◆ Aufgaben
- 1) Fassen Sie den Text über die Methanemissionen von Wiederkäuern in zwei Sätzen zusammen.
- 2) Nennen Sie alle Wege, die der Text über die Methanemissionen von Wiederkäuern für die Einflussnahme auf die Methanproduktion anführt.
- 3) Schreiben Sie den Text über die Methanemissionen von Wiederkäuern im Anschluss an seinen letzten Satz weiter.
++++ Ausgangstext
In dem aktuelleren IPCC-Bericht (Intergovernmental panel on climate change) „Climate Change 2021“ wurde dann aber herausgestellt, dass der Einfluss des Methanausstoßes auf das Klima um das Drei- bis Vierfache überschätzt wird, da das ausgeschiedene Methan durch einen Oxidationsprozess in einem ca. 10jährigen Kreislauf wieder abgebaut wird.

Da Methan aber dennoch ein globales Erwärmungspotenzial besitzt, beschäftigen sich gerade in jüngster Zeit national und international zahlreiche Wissenschaftler mit zahlreichen Strategien zur Verringerung der Methanemissionen.

Minderungsstrategien

Sowohl seitens der Züchtung als auch einer gezielten Einflussnahme durch bestimmte Futterzusätze bzw. Futterinhaltstoffe gibt es zahlreiche nationale und internationale Bestrebungen, auf die Methanproduktion von Wiederkäuern Einfluss zu nehmen.

Züchter haben bei Kühen gewisse tierindividuelle Unterschiede bezüglich der Methanproduktion festgestellt. Diese basieren zum einen auf anatomisch-physiologischen Variationen des Magen-Darm-Traktes (Pansengröße) und damit einhergehend einer verschiedenen Verweildauer des Futters im Pansen. Zum anderen scheinen sich Kühe auch in ihrer Mikrobiomzusammensetzung zu unterscheiden.
++++++++
++++ Angezeigte Daten
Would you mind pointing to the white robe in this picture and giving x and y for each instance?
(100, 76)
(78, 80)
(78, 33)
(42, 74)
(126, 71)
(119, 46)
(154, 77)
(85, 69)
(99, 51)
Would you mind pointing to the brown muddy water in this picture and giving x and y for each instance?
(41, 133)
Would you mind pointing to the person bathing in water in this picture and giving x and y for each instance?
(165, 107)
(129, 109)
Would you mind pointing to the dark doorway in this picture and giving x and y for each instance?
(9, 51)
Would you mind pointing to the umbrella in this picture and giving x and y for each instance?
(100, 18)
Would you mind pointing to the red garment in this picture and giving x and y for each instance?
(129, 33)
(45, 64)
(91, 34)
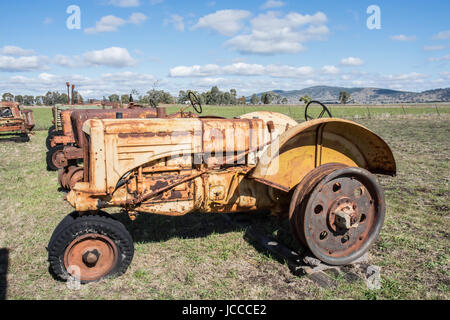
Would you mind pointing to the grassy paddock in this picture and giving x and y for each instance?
(43, 115)
(201, 256)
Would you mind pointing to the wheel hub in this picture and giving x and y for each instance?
(90, 257)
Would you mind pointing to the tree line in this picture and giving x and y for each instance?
(49, 99)
(212, 97)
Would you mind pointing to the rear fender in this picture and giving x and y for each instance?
(314, 143)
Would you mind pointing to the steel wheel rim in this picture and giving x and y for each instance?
(332, 242)
(90, 257)
(296, 209)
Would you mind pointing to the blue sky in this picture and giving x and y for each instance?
(251, 46)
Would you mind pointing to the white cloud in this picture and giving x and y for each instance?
(112, 23)
(125, 3)
(112, 57)
(330, 70)
(242, 69)
(23, 64)
(352, 61)
(68, 62)
(106, 24)
(433, 48)
(443, 35)
(272, 4)
(48, 20)
(137, 18)
(402, 37)
(438, 59)
(225, 22)
(177, 21)
(272, 33)
(15, 51)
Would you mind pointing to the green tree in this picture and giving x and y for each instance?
(305, 99)
(344, 97)
(18, 99)
(8, 97)
(77, 98)
(267, 97)
(125, 98)
(242, 100)
(233, 93)
(183, 97)
(28, 100)
(114, 98)
(39, 100)
(254, 99)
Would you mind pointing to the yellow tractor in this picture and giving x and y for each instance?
(319, 174)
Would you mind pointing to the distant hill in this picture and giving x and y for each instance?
(328, 94)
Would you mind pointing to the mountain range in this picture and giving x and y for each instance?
(328, 94)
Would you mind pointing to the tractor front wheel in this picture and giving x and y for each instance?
(90, 248)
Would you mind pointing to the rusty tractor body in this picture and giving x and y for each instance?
(13, 120)
(319, 174)
(67, 149)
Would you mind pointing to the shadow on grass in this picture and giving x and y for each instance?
(4, 264)
(17, 138)
(156, 228)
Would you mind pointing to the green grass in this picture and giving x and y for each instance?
(201, 256)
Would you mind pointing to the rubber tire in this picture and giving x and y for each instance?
(52, 129)
(370, 182)
(74, 226)
(50, 165)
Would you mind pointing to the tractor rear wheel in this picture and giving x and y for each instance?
(90, 248)
(338, 213)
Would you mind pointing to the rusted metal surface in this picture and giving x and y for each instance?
(179, 164)
(318, 142)
(14, 120)
(71, 128)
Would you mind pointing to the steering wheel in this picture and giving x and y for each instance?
(152, 103)
(195, 102)
(324, 109)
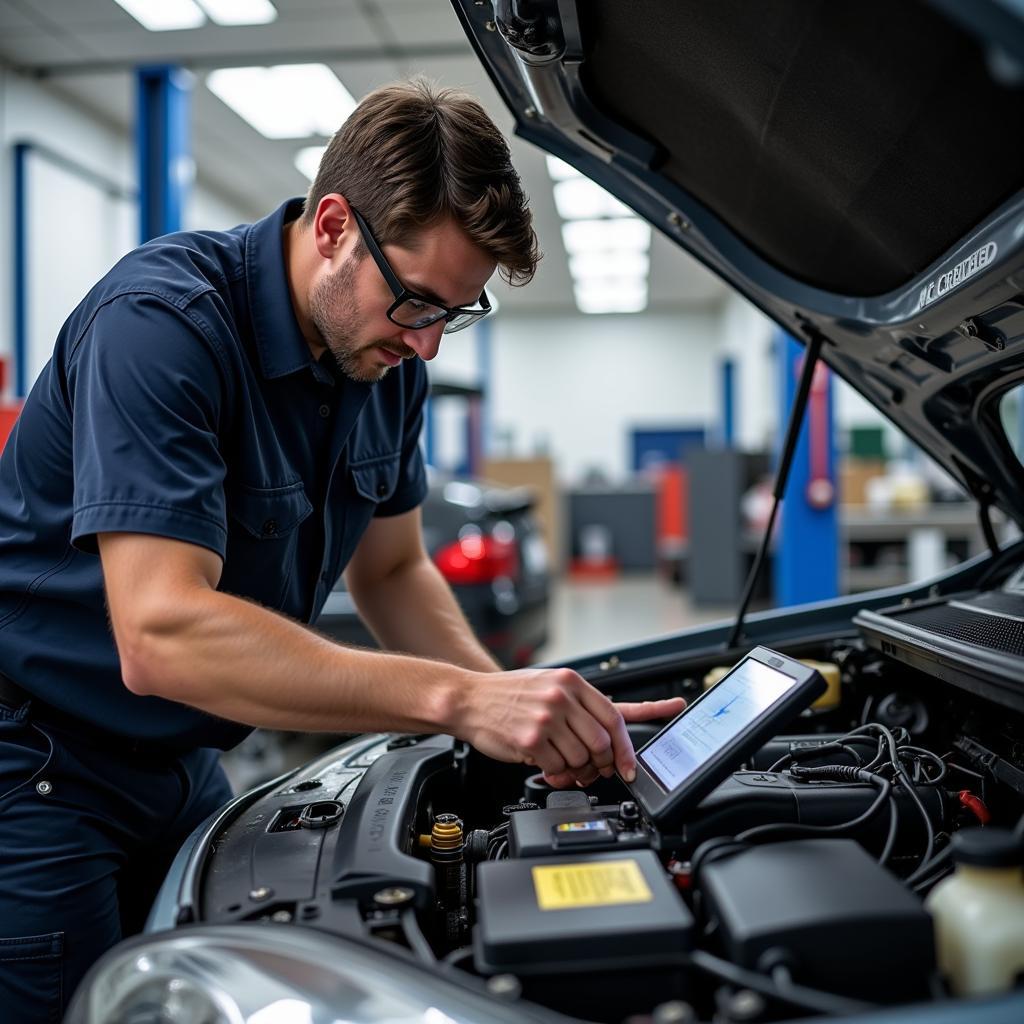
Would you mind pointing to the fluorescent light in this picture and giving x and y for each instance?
(580, 199)
(240, 11)
(308, 158)
(627, 296)
(559, 170)
(622, 232)
(164, 15)
(612, 262)
(287, 100)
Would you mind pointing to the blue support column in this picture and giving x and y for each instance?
(484, 373)
(429, 432)
(807, 552)
(728, 402)
(162, 133)
(20, 262)
(1020, 421)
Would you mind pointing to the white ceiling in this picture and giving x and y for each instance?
(86, 50)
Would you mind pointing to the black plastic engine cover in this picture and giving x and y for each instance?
(825, 910)
(378, 824)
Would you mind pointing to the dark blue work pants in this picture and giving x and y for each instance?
(86, 836)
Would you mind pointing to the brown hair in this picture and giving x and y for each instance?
(412, 154)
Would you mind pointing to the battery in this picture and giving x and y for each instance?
(579, 911)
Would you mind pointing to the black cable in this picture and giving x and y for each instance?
(891, 838)
(798, 995)
(456, 956)
(416, 939)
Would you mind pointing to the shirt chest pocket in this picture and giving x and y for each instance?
(262, 541)
(376, 479)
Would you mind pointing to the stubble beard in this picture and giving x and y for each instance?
(335, 312)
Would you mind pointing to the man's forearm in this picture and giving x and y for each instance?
(413, 609)
(242, 662)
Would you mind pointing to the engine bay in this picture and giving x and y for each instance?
(796, 888)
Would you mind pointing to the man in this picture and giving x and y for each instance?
(227, 422)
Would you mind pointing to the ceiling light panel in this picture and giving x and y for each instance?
(627, 297)
(620, 232)
(558, 170)
(287, 100)
(240, 11)
(308, 158)
(164, 15)
(613, 263)
(579, 199)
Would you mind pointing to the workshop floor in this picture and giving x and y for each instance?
(586, 616)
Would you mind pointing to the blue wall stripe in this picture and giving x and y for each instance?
(807, 555)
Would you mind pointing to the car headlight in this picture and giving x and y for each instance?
(267, 974)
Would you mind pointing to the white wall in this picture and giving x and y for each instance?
(76, 232)
(574, 386)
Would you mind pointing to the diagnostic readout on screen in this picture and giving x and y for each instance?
(714, 722)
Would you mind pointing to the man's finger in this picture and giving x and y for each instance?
(550, 760)
(570, 748)
(604, 711)
(644, 711)
(560, 780)
(593, 735)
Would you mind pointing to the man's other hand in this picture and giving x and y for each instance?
(554, 719)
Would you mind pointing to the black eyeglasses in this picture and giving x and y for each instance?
(416, 311)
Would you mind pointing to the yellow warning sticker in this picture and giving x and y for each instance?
(606, 883)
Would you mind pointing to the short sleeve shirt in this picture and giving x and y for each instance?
(181, 400)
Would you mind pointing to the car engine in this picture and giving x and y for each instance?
(796, 888)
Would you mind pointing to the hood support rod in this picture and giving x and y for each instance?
(781, 474)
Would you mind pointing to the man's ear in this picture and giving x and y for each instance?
(334, 226)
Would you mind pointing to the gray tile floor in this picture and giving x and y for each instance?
(591, 615)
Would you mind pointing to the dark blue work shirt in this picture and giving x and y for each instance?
(182, 400)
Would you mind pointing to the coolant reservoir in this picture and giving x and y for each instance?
(979, 912)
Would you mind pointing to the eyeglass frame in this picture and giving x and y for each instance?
(402, 294)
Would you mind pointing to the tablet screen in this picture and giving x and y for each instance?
(713, 722)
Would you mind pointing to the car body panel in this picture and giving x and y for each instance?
(930, 354)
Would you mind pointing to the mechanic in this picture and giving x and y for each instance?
(227, 422)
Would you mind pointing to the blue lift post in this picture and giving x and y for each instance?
(163, 133)
(806, 564)
(478, 413)
(728, 402)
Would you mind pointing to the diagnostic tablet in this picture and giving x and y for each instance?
(713, 736)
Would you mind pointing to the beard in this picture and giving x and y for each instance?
(335, 312)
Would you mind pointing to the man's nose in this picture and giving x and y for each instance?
(426, 341)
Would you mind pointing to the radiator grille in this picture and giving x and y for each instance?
(993, 632)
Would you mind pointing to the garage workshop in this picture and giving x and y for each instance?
(511, 511)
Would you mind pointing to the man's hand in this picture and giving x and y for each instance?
(554, 719)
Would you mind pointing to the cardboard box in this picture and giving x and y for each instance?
(539, 475)
(853, 477)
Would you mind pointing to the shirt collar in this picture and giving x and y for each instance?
(280, 344)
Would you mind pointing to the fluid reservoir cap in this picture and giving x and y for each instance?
(988, 848)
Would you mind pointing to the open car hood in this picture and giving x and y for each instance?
++++++++
◆ Antworten
- 1) Laut dem IPCC-Bericht „Climate Change 2021“ wird der Einfluss des Methanausstoßes auf das Klima um das Drei- bis Vierfache überschätzt, weil Methan in einem etwa zehnjährigen Kreislauf durch Oxidation abgebaut wird. Da Methan dennoch ein globales Erwärmungspotenzial besitzt, erforschen zahlreiche Wissenschaftler Minderungsstrategien über Züchtung und Futterzusätze bzw. Futterinhaltsstoffe, wobei Züchter tierindividuelle Unterschiede in der Methanproduktion von Kühen festgestellt haben.

- 2)
- Züchtung
- Futterzusätze
- Futterinhaltsstoffe

- 3)
Bei diesem züchterischen Ansatz müssen aber unbedingt eventuelle unerwünschte Zusammenhänge zwischen der Methanproduktion und der tierischen Produktivität beachtet werden.

Darüber hinaus wird intensiv der Einsatz von Futterzusätzen erforscht, welche die Methanerzeugung beeinflussen. Hier seien stellvertretend 3-Nitrooxypropanol (3-NOP), Nahrungsfette, Makroalgen, Hefen, ätherische Öle und sekundäre Pflanzenstoffe (z.B. Tannine und Saponine) genannt.

Darüber hinaus stellt sich den Praktikern die Frage, inwieweit bestimmte Rationsveränderungen, also auch ohne den Einsatz spezieller Futterzusätze, gegebenenfalls zu einer Methanminderung führen könnten. Bevor anhand verschiedener Rationstypen ein mögliches Methan-Minderungspotential durch eine diesbezüglich gezielte Rationsgestaltung aufgezeigt werden soll, nachfolgend erst einmal ein kurzer Blick auf die Gärbiologie von Methan.

Der größte Einfluss auf die von der Kuh erzeugte Methanmenge geht vom Gehalt an Hemizellulosen in der Futterration aus.

Gärbiologie: Methanbildung beim Wiederkäuer

Wiederkäuer fermentieren das aufgenommene Futter in den Vormägen, vor allem im Pansen, zu den flüchtigen Fettsäuren Essig-, Propion- und Buttersäure. Die Hauptakteure der Vormagenverdauung sind Bakterien und Protozoen, ferner Pilze. Protozoen machen etwa 50 % der mikrobiellen Biomasse im Pansen aus und sind für ca. 30 % des Rohfaserabbaus verantwortlich.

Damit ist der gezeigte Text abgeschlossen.